=== Records supplied ===

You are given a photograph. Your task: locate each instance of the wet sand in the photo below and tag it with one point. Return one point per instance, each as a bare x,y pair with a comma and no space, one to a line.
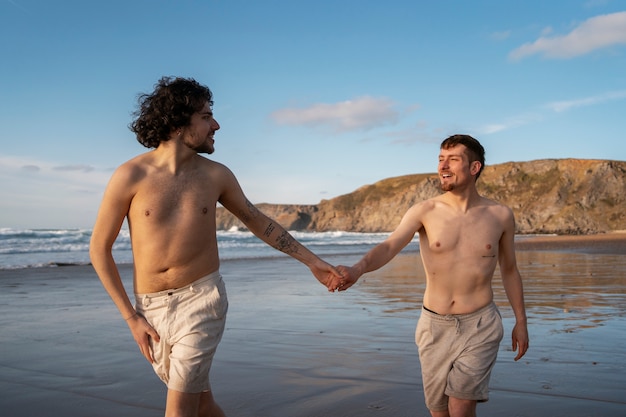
293,350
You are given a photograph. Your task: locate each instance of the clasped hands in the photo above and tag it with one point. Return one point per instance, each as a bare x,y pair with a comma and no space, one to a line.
338,278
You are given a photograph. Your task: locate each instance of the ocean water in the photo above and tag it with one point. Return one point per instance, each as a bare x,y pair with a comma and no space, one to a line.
37,248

===

__Exercise prompt__:
Can you convert every line of the entries above into a JSON list of strings, one string per line, skipping blank lines and leaving out the pictures?

__Output below__:
[
  "You are given a photograph. Your task: locate each instance of the wet sand in the photo below and tag it with one point. Return one point per instance, each as a bare x,y pair with a comma and no space, one to a line.",
  "293,350",
  "You are given a photograph. Your task: locate each instance of the clasped hands in the photo above and tag it with one point. Return one point per instance, each as a bare x,y pair with a comma and no space, one to a line.",
  "338,278",
  "You are given a photograph. Your task: locate each instance of the ocean water in the photo above and tag it with one point. Return one point per instance, each as a bare x,y pair with a comma and no space, one to a line.",
  "37,248"
]